#### ИСХОДНЫЙ ТЕКСТ:
Над западными фиордами Норвегии он потерял
А двое в комбинезонах переговаривались все тревожней: почему не отвечает Старик? Что там стряслось в бомбовом люке? Они кричали в микрофон. А он молчал. И тогда над Северным морем они пошли на снижение. Пришлось пойти на этот риск — выбора не было! Они шли на Шотландию по необычной трассе, точно стремительно скользили с горы. И первые английские радары следили за их полетом с недоумением.
Посадка прошла нормально. До рассвета было еще далеко. Двое в комбинезонах бросились к бомбовому люку. Открыли с отчаянным беспокойством. Извлекли молчащего Старика. Он сжимал в руках сигнальные ракеты. Осветили фонариком его лицо. Он слабо приоткрыл глаза навстречу лучу. Они тотчас поняли, что произошло: наушники шлемофона просто не доставали ему до ушей — он не мог услышать над Норвегией их команды и остался без воздуха на сверхгималайской высоте.
Однако, освобождая его от чертова шлема, парашюта и сигнальных ракет, они приглядывались к нему в свете фонарика с восхищением профессионалов: каким могучим оказался Старик — не отдал душу богу, а сам очнулся от обморока еще до приземления! Вот только В СЛЕДУЮЩИЙ РАЗ нужно будет помнить об этой голове уж очень нестандартного размера…
А над ночным аэродромом в шотландской глуши уже заходил на посадку другой самолет военно-воздушных сил Британии, прилетевший из Лондона за таинственно-важным лицом с континента. И в нарастающем гуле его моторов потонул тихий голос Бора:
— Ничего, в следующий раз все будет в порядке…
Игорь Евгеньевич Тамм (в мемориальной речи 12 декабря 62-го года): …Когда я, выслушав Бора, сказал: «Это было ужасно!» — он ответил, что ужасно было не это, а то, что, когда он в Лондоне ожидал сведений о самолете, с которым должен был лететь его сын, стало известно, что немцы сбили тот самолет. Лишь через несколько часов выяснилось, что при отлете погибшего москито в последнюю минуту его сын был снят с борта и потому благополучно прилетел другим рейсом…
Oгe Бор в своих воспоминаниях этой истории не рассказал. Ограничился четырьмя словами: «Я прибыл неделей позже».

#### ЗАДАНИЕ:
Перепишите, пожалуйста, фрагмент исходного текста от слов «Посадка прошла нормально.» до слов «на сверхгималайской высоте.» включительно, заменив в нем «сигнальные ракеты» на «осветительные ракеты».

#### ДАННЫЕ:
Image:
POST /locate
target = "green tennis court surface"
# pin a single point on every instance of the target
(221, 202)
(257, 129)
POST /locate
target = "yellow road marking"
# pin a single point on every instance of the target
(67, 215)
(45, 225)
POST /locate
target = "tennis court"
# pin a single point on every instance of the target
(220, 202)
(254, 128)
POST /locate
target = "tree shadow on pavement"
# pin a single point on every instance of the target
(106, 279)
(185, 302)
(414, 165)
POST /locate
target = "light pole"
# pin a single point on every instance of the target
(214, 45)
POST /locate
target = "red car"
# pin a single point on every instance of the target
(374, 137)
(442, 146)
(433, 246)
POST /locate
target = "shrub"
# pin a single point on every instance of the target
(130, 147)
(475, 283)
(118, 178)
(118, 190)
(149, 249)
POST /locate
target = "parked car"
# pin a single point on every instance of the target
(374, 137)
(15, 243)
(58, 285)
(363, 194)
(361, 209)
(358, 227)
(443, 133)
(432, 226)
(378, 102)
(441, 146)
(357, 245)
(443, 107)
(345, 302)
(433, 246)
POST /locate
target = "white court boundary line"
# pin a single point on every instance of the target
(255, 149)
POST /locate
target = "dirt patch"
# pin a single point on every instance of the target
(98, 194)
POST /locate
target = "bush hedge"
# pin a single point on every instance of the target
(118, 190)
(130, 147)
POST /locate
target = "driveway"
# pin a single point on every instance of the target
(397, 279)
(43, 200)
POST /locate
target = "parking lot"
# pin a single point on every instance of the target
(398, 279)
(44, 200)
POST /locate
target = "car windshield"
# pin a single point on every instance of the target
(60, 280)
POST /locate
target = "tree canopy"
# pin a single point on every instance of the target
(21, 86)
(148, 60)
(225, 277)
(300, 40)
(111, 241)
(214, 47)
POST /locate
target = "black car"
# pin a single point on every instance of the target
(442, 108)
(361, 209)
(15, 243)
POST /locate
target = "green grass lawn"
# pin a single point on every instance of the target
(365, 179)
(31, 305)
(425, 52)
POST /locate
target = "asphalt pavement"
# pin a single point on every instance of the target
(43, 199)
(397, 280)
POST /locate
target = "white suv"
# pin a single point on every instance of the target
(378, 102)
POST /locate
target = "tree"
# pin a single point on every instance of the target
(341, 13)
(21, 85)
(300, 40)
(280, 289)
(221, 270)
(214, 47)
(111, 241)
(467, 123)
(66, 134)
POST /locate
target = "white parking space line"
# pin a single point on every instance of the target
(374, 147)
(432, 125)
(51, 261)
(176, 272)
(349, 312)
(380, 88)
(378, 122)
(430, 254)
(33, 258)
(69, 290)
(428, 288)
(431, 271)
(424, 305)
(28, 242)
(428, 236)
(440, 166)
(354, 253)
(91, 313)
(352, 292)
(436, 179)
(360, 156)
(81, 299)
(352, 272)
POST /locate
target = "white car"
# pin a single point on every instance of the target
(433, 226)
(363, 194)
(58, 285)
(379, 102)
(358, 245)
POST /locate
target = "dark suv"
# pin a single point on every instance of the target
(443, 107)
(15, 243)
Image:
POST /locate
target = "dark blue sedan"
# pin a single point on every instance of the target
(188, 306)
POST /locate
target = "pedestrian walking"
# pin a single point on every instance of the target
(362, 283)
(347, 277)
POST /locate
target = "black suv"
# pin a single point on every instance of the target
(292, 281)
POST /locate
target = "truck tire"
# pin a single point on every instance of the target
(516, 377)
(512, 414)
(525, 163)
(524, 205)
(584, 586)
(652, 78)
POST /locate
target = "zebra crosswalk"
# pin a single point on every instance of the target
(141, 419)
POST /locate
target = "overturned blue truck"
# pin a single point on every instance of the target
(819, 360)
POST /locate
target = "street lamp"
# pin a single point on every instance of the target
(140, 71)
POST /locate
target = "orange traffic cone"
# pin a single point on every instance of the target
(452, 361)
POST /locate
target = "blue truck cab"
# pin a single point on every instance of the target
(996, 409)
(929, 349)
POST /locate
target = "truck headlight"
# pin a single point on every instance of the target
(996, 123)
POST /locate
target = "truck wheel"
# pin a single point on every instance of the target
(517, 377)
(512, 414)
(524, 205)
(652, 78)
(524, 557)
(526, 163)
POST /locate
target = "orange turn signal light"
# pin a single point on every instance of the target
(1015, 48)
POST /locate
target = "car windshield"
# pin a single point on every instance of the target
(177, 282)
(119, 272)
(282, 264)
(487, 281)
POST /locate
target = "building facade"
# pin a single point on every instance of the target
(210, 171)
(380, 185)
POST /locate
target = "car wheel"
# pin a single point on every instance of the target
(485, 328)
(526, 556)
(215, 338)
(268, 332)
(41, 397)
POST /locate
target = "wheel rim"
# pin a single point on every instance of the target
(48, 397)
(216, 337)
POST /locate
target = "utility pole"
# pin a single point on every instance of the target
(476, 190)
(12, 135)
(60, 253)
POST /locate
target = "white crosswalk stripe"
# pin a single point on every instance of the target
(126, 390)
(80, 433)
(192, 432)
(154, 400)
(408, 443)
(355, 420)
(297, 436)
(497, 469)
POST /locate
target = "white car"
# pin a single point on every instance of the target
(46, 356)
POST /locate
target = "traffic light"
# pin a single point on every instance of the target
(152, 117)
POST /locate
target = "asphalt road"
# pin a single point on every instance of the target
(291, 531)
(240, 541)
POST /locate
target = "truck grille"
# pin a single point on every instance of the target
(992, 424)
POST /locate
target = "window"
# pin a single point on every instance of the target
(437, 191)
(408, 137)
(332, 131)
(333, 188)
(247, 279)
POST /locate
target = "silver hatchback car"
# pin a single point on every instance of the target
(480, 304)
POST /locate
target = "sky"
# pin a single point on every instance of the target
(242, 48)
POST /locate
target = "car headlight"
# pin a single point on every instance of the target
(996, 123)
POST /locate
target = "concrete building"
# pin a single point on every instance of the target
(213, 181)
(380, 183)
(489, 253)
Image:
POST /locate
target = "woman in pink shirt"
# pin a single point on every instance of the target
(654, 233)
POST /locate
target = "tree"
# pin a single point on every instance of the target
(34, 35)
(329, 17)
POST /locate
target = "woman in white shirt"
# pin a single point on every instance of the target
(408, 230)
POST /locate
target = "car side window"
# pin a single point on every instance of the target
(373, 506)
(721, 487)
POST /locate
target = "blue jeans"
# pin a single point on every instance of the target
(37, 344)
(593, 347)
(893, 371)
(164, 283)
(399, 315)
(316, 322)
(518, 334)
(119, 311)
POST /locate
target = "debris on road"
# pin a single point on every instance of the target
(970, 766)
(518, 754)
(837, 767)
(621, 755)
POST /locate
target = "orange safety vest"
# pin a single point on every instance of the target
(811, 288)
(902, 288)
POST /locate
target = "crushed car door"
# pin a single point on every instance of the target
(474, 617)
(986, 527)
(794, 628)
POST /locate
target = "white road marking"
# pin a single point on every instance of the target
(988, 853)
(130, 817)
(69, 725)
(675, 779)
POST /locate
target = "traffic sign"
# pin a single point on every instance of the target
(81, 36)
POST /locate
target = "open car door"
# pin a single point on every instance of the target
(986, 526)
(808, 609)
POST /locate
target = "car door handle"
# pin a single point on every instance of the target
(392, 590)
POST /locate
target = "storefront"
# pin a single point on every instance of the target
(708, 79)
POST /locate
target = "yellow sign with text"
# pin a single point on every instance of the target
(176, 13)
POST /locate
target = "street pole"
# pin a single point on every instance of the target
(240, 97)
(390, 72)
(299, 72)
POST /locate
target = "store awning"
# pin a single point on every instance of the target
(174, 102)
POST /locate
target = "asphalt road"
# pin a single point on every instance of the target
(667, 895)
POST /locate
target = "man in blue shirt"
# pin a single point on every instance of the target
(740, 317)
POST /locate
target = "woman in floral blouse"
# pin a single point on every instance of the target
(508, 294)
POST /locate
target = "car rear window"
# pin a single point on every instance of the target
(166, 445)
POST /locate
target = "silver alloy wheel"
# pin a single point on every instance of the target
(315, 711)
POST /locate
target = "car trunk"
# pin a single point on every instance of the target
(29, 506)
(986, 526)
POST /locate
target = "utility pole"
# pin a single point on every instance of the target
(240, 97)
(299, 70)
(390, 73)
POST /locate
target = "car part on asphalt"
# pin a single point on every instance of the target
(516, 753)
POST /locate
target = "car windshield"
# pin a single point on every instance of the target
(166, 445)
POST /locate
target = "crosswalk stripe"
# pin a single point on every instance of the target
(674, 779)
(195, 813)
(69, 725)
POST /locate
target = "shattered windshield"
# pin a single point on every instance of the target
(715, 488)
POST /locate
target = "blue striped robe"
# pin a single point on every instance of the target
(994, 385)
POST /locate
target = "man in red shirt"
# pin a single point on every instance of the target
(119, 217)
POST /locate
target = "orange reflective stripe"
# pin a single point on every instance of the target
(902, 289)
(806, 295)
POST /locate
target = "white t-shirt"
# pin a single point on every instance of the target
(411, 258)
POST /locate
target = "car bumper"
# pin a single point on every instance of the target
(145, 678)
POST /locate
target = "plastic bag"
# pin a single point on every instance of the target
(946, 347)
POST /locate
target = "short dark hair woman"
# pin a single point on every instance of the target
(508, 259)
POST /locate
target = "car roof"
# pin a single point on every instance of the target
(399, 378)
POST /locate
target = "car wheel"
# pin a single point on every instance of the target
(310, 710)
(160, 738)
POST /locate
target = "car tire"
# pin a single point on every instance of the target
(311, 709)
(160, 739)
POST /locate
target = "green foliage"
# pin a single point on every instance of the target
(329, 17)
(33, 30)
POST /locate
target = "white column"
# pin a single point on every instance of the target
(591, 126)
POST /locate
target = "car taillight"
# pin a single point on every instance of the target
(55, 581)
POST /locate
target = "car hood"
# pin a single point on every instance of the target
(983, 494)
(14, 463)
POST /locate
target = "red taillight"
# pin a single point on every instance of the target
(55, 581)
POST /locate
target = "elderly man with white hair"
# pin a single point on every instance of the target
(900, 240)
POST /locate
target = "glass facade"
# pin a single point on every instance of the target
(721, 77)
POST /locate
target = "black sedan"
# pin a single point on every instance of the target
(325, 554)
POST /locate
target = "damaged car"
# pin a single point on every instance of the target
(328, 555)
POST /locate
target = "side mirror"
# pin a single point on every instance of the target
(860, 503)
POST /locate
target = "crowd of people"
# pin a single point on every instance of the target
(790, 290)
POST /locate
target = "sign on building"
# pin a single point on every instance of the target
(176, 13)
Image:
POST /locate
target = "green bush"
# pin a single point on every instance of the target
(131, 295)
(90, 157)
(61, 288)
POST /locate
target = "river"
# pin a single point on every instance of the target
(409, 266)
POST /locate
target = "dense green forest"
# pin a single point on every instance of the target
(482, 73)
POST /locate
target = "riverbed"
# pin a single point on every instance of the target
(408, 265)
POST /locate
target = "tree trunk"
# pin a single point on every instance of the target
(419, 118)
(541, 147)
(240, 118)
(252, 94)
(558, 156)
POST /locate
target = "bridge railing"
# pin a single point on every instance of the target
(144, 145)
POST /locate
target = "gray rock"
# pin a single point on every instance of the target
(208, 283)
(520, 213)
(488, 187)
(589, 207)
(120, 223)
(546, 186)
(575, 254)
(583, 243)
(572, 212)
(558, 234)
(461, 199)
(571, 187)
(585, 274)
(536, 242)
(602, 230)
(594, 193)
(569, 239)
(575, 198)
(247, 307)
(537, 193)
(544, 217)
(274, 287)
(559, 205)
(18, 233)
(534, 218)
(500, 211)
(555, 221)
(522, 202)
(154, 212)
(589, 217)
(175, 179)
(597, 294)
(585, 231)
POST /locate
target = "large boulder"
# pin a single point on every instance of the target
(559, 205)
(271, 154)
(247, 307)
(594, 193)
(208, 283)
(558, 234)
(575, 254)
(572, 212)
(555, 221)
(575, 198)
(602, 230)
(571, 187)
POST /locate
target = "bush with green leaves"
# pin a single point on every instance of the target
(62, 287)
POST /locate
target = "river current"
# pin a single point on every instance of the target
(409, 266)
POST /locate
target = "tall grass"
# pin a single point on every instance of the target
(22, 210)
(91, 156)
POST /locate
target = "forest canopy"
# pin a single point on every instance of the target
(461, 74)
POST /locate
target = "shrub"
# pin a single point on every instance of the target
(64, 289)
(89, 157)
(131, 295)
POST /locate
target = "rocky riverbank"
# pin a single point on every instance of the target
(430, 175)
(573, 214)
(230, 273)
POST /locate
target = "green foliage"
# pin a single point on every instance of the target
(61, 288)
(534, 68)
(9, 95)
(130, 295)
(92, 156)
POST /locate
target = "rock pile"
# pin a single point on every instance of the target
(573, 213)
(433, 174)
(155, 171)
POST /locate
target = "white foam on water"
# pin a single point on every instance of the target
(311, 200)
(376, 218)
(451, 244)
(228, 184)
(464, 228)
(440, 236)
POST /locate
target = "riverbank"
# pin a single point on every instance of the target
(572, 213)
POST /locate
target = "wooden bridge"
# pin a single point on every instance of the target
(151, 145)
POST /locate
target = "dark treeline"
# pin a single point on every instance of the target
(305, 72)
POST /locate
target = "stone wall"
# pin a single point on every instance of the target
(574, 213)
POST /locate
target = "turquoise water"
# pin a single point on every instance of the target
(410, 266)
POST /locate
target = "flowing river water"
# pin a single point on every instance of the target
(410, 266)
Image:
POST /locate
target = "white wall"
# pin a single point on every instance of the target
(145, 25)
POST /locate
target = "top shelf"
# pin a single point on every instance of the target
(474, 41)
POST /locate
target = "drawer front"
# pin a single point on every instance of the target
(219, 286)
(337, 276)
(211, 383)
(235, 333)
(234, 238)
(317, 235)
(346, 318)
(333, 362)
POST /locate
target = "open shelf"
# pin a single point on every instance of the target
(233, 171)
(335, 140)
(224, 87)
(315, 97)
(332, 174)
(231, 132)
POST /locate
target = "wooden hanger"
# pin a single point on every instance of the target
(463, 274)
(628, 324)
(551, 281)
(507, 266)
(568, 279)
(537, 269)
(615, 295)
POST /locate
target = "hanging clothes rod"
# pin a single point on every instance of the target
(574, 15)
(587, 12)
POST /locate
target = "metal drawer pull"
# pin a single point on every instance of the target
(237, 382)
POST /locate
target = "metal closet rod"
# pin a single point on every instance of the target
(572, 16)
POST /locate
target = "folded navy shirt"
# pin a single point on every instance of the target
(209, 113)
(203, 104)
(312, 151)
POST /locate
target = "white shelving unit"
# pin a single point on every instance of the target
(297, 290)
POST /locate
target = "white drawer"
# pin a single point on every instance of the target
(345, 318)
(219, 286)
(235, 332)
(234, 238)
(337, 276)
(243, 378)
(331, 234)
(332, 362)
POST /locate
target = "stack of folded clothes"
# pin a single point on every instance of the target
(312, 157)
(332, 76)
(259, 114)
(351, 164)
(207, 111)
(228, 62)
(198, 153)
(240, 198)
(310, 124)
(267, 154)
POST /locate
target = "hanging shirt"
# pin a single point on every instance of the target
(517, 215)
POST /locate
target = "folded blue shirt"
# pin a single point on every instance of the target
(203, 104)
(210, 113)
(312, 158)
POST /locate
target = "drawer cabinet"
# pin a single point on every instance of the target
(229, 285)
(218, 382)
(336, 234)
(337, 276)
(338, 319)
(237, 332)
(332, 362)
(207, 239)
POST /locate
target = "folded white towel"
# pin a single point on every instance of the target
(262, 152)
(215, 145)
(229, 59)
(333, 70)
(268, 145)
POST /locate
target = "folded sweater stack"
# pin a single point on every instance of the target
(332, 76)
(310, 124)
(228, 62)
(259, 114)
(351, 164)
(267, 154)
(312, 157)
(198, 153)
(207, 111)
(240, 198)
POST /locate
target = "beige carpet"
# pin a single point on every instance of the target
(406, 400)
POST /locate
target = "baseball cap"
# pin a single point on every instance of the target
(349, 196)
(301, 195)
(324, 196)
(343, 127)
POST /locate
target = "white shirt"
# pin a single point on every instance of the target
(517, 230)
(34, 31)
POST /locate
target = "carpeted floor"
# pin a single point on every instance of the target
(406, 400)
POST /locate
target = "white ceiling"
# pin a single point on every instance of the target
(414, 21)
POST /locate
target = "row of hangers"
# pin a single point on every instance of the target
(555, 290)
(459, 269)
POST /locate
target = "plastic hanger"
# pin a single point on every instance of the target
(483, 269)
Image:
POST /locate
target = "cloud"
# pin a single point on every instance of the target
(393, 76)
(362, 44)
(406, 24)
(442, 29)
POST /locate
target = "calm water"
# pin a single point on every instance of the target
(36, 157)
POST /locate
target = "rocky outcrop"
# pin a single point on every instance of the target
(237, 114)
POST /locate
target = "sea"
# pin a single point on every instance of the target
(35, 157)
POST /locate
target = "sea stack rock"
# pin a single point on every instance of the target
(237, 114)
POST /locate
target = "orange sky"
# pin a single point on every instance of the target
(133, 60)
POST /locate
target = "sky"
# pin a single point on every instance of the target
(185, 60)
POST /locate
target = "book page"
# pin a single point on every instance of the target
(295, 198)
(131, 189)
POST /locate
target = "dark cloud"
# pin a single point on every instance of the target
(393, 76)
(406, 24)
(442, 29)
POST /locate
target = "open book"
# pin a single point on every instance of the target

#### ВЫПОЛНЕННОЕ ЗАДАНИЕ:
Посадка прошла нормально. До рассвета было еще далеко. Двое в комбинезонах бросились к бомбовому люку. Открыли с отчаянным беспокойством. Извлекли молчащего Старика. Он сжимал в руках осветительные ракеты. Осветили фонариком его лицо. Он слабо приоткрыл глаза навстречу лучу. Они тотчас поняли, что произошло: наушники шлемофона просто не доставали ему до ушей — он не мог услышать над Норвегией их команды и остался без воздуха на сверхгималайской высоте.